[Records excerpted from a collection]

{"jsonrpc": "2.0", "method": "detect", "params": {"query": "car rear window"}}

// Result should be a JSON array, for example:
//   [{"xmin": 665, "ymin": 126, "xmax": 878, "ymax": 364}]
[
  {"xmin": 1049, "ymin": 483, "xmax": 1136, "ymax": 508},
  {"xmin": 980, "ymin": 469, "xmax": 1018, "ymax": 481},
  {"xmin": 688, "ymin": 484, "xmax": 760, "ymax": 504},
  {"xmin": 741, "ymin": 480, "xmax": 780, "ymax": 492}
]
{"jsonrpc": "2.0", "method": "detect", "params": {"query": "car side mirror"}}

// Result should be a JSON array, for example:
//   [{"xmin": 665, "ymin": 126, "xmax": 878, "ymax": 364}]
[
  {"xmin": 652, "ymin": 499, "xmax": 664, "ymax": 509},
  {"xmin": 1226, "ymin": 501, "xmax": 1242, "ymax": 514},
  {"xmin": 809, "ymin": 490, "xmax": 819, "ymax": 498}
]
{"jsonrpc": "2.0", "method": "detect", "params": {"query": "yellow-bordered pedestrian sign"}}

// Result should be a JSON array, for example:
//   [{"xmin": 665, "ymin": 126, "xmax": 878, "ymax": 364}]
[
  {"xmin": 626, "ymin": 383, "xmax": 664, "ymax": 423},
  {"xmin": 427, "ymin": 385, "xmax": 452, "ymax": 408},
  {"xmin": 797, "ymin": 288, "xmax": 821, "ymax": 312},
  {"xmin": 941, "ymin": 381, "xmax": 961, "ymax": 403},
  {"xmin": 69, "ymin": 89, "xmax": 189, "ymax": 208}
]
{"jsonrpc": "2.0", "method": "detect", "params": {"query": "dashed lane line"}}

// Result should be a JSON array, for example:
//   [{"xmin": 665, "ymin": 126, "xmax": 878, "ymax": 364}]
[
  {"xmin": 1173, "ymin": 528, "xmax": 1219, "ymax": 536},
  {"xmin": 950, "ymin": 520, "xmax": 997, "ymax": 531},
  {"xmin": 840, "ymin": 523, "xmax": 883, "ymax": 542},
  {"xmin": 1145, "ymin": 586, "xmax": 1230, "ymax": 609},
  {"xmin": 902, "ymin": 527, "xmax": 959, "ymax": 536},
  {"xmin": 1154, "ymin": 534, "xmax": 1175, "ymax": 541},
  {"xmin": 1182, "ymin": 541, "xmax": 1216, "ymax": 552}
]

#### What is expected:
Where a line of the entries above holds the word "query", return that line.

#### Solution to the exercise:
{"jsonrpc": "2.0", "method": "detect", "params": {"query": "car rear window"}}
{"jsonrpc": "2.0", "method": "detect", "params": {"query": "car side mirror"}}
{"jsonrpc": "2.0", "method": "detect", "params": {"query": "yellow-bordered pedestrian sign"}}
{"jsonrpc": "2.0", "method": "detect", "params": {"query": "dashed lane line"}}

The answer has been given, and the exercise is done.